# Material for the task
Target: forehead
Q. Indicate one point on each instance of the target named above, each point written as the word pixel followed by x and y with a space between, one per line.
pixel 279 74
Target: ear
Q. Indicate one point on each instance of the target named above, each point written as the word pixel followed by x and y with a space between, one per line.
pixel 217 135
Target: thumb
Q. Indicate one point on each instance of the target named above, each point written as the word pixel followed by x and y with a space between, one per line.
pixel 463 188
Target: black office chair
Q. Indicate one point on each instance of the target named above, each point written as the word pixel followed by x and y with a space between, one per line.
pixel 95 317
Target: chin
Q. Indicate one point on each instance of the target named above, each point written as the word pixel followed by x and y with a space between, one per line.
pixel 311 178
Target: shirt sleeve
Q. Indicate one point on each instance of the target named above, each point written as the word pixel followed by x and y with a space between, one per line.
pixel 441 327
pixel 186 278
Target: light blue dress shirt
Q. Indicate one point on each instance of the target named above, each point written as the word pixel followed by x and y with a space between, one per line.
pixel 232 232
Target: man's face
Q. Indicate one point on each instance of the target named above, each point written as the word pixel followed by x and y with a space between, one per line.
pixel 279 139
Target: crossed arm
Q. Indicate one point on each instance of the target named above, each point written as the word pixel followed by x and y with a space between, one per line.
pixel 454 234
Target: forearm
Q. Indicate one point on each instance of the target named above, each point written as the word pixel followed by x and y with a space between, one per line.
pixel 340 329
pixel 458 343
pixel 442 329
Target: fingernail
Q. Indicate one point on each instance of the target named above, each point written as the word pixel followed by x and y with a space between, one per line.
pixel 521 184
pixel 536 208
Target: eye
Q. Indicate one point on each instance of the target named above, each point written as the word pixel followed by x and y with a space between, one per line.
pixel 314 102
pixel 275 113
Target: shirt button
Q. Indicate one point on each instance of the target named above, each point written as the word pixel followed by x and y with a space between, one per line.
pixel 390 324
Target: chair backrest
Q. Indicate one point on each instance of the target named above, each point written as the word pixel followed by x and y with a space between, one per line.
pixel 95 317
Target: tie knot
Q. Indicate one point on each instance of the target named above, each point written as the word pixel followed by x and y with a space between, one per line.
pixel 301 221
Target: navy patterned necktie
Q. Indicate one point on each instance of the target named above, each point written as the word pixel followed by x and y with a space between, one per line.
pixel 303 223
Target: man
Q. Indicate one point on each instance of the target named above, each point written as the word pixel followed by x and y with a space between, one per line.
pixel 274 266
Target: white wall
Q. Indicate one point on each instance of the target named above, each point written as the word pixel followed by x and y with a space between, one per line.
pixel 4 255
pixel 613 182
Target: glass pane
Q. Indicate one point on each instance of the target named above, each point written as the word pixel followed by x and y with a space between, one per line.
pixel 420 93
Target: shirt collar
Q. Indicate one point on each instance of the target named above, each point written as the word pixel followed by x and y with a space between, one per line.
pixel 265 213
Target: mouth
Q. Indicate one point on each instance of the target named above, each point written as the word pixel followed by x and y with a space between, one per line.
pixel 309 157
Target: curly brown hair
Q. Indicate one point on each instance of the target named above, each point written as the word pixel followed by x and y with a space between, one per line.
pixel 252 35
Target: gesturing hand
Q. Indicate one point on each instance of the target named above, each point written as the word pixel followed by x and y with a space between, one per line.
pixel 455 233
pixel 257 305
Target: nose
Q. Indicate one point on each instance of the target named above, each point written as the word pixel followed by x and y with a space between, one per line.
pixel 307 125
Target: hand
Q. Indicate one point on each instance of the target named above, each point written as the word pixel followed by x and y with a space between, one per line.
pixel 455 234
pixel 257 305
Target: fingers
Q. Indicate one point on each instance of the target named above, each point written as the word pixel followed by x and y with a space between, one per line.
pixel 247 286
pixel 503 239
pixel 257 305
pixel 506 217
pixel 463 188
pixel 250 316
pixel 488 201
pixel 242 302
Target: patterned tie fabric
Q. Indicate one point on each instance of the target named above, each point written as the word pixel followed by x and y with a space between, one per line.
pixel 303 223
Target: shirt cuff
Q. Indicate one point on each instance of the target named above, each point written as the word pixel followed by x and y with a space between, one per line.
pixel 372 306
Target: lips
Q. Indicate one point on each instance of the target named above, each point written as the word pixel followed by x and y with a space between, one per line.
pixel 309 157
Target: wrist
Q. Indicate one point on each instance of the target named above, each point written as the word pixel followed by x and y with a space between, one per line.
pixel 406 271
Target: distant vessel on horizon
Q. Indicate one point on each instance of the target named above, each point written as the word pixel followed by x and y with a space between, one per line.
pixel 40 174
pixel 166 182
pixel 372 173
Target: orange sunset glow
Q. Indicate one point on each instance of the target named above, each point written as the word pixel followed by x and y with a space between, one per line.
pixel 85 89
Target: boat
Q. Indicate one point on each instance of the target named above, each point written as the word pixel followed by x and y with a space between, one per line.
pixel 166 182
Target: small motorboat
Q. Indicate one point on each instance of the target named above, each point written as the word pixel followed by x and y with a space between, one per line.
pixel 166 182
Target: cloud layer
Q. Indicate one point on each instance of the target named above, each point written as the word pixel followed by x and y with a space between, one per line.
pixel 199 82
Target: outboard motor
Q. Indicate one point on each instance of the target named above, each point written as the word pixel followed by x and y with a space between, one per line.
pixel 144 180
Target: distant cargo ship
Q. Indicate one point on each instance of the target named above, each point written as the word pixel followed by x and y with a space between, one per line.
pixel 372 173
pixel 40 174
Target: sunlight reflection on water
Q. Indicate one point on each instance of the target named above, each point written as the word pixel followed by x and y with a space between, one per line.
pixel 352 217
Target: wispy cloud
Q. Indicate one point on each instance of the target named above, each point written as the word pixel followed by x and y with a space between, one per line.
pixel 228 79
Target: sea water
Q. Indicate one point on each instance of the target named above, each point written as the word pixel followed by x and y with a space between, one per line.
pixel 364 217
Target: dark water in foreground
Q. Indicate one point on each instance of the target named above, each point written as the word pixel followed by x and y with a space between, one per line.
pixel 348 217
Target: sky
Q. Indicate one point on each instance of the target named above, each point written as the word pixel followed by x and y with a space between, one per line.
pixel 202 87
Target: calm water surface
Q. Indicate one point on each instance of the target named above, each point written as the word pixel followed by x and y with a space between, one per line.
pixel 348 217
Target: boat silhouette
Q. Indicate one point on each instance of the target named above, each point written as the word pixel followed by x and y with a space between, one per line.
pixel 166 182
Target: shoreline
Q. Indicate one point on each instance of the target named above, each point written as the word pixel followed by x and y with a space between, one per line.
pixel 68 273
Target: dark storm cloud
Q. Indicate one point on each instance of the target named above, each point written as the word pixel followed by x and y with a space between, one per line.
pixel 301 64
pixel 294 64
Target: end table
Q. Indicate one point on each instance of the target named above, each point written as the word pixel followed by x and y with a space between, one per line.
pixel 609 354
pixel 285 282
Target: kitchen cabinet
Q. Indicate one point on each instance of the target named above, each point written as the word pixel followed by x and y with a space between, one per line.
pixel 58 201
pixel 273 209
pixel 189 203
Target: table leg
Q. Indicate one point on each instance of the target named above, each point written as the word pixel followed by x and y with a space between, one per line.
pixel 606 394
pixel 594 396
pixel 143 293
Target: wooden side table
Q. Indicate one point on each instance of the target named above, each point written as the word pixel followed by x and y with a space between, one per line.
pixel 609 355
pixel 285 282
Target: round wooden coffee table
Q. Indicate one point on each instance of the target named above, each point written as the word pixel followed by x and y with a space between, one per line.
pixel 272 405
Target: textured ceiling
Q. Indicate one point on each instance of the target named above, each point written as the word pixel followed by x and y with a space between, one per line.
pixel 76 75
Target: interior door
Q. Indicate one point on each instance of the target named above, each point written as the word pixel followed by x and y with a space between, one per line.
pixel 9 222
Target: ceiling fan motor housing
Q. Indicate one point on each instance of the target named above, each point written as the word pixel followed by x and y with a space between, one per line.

# Aim
Rewrite all of the data above, changing every "Indicate" to "Mark" and leaving everything else unchanged.

# Task output
Target: forehead
Q. Mark one point on each instance of the target named above, each point written as the word pixel followed by x and y with a space between, one per line.
pixel 279 74
Target: ear
Q. Mark one point on each instance of the target named above, each point written as the word pixel followed by x and y with a space between, one per line.
pixel 217 135
Target: thumb
Q. Mark one point on each instance of the target named above, each point written as the word pixel followed by x and y with a space between, one per line.
pixel 463 188
Target: black office chair
Q. Mark one point on each instance of the target named above, each point written as the word pixel followed by x and y with a space between, one per line.
pixel 95 317
Target: chin
Q. Mark one point on each instance of the target named above, each point written as the word pixel followed by x and y with a space between, one per line.
pixel 311 178
Target: shirt sleeve
Q. Mark one point on each instance of the target named above, each point written as the word pixel followed by x and y with a space between, one per line.
pixel 441 327
pixel 186 278
Target: light blue dress shirt
Q. Mark one point on each instance of the target named above, each point written as the word pixel followed by x and y with a space between, one per line.
pixel 232 232
Target: man's face
Q. Mark one point on each instance of the target named above, each point written as the word pixel followed by x and y with a space between, one per line.
pixel 279 139
Target: crossed arm
Q. Mark one point on each instance of the target named above, each point written as the word pixel followed by x and y with a space between, one per line.
pixel 454 234
Target: forearm
Q. Mark one point on each instance of the target named above, each point written as the word pixel followed by x and y with a space between, one per line.
pixel 340 329
pixel 458 343
pixel 442 329
Target: fingernail
Q. Mark one point on each instance of the target named above, each point written as the word pixel followed by x and y with a space between, one per line.
pixel 521 184
pixel 536 208
Target: eye
Q. Mark one point on each instance of the target named above, each point written as the word pixel followed by x and y with a space between, one per line.
pixel 314 102
pixel 275 113
Target: shirt button
Q. Mark one point on each instance of the target named above, each point written as the word pixel followed by x and y with a space between, one per line.
pixel 390 324
Target: chair backrest
Q. Mark one point on each instance of the target named above, each point written as the word pixel followed by x and y with a space between, one per line.
pixel 95 317
Target: tie knot
Q. Mark one point on each instance of the target named above, each point written as the word pixel followed by x and y with a space between, one per line.
pixel 301 221
Target: navy patterned necktie
Q. Mark one point on each instance of the target named above, each point written as the word pixel followed by x and y with a space between, one per line.
pixel 303 223
Target: man
Q. Mark one point on each instance of the target named above, each point written as the word pixel followed by x and y with a space between, one per line.
pixel 274 266
Target: white wall
Q. Mark one point on each instance of the target named above, each point written as the word pixel followed by x and y with a space between, one per line.
pixel 4 255
pixel 613 182
Target: glass pane
Q. Mark one point on each instance of the target named above, each point written as the word pixel followed by x and y with a space between, one per line.
pixel 420 93
Target: shirt collar
Q. Mark one point on each instance of the target named above, each point written as the word pixel followed by x and y with a space between, one per line.
pixel 265 213
Target: mouth
Q. Mark one point on each instance of the target named above, each point written as the word pixel followed by x and y with a space between, one per line.
pixel 309 157
Target: curly brown hair
Q. Mark one point on each instance of the target named above, each point written as the word pixel followed by x and y with a space between, one per line.
pixel 252 35
Target: gesturing hand
Q. Mark one point on each instance of the target named above, each point written as the word pixel followed by x and y with a space between, one per line.
pixel 455 233
pixel 257 305
Target: nose
Q. Mark one point on each instance of the target named above, each point written as the word pixel followed by x and y with a space between, one per line.
pixel 307 125
Target: hand
Q. Mark one point on each instance of the target named above, each point written as the word pixel followed by x and y with a space between, one per line.
pixel 455 234
pixel 257 305
Target: fingers
Q. Mark one point on each instance of the target named above, each point written as the word pixel followed by x and y with a space between, one per line.
pixel 247 286
pixel 503 239
pixel 257 305
pixel 506 217
pixel 463 188
pixel 250 316
pixel 488 201
pixel 242 302
Target: patterned tie fabric
Q. Mark one point on each instance of the target named above, each point written as the word pixel followed by x and y with a space between, one per line.
pixel 303 223
Target: shirt cuff
Q. Mark one point on each instance of the target named above, each point written as the word pixel followed by x and y with a space between, one per line.
pixel 372 306
Target: lips
Q. Mark one point on each instance of the target named above, each point written as the word pixel followed by x and y with a space between, one per line.
pixel 309 157
Target: wrist
Q. Mark one point on each instance of the target named above, each point written as the word pixel followed by x and y with a space between, one per line.
pixel 406 271
Target: distant vessel on horizon
Q. Mark one point on each instance of the target named above, each point written as the word pixel followed by x and y with a space between, one per line.
pixel 40 174
pixel 166 182
pixel 372 173
Target: orange sunset glow
Q. Mark one point on each instance of the target named above, each point written as the word pixel followed by x and y with a space between, one per line.
pixel 85 89
Target: boat
Q. Mark one point on each instance of the target named above, each point written as the word pixel followed by x and y with a space between, one per line.
pixel 166 182
Target: small motorboat
Q. Mark one point on each instance of the target named above, each point written as the word pixel followed by x and y with a space between, one per line.
pixel 166 182
Target: cloud layer
Q. Mark one point on each instance of the target named above, each point written as the word pixel followed by x and y with a space between, one per line.
pixel 199 82
Target: outboard motor
Q. Mark one point on each instance of the target named above, each point written as the word pixel followed by x and y with a space between, one per line.
pixel 144 180
Target: distant cargo ship
Q. Mark one point on each instance of the target named above, each point written as the word pixel followed by x and y with a space between, one per line.
pixel 372 173
pixel 40 174
Target: sunlight reflection on water
Q. Mark one point on each instance of the target named above, each point written as the word pixel followed by x and y with a space between, one per line.
pixel 352 217
Target: wispy cloud
Q. Mark one point on each instance of the target named above, each point written as the word pixel followed by x and y with a space between, one per line.
pixel 228 79
Target: sea water
Q. Mark one point on each instance of the target named above, each point written as the word pixel followed by x and y with a space between, one per line.
pixel 364 217
Target: dark water in foreground
Q. Mark one point on each instance of the target named above, each point written as the word pixel followed by x and y with a space between, one per line.
pixel 348 217
Target: sky
Q. Mark one point on each instance of the target named above, each point written as the word pixel followed by x and y with a space between, one per line.
pixel 202 87
Target: calm water surface
Q. Mark one point on each instance of the target named above, each point written as the word pixel followed by x and y with a space between, one per line.
pixel 348 217
Target: boat silhouette
Q. Mark one point on each instance of the target named above, each point written as the word pixel followed by x and y with a space between, one per line.
pixel 166 182
Target: shoreline
Q. Mark one point on each instance of the target named above, each point written as the word pixel followed by x and y with a space between, one per line.
pixel 68 273
Target: dark storm cloud
Q. Mark one point on each instance of the target named above, each point written as the word pixel followed by x and y with a space between, one per line.
pixel 301 64
pixel 294 64
Target: end table
Q. Mark one point on each instance of the target named above, each point written as the word pixel followed by x and y with a space between, one per line.
pixel 609 354
pixel 285 282
Target: kitchen cabinet
Q. Mark one point on each instance of the target named above, each point written as the word pixel followed by x and y with a space between, one per line.
pixel 58 201
pixel 273 209
pixel 189 203
Target: table leg
Q. Mark one point on each instance of the target named above, each point written as the word pixel followed by x and y with a space between, one per line.
pixel 606 394
pixel 594 396
pixel 143 293
Target: wooden side table
Q. Mark one point on each instance of the target named above, each point written as the word pixel followed by x and y with a space between, one per line.
pixel 609 355
pixel 285 282
Target: round wooden coffee table
Q. Mark one point on each instance of the target named above, each point written as the word pixel followed by x and y with a space between, one per line.
pixel 272 405
Target: textured ceiling
Q. Mark one point on each instance of the target named above, each point written as the word pixel followed by x and y with a space between, one per line.
pixel 76 75
Target: interior door
Q. Mark one point on each instance of the target named above, each point written as the word pixel followed by x and y with a space between, one per line.
pixel 9 222
Target: ceiling fan motor housing
Q. Mark one point on each instance of the target named above, each point written as the word pixel followed by x and y with a space between, one per line.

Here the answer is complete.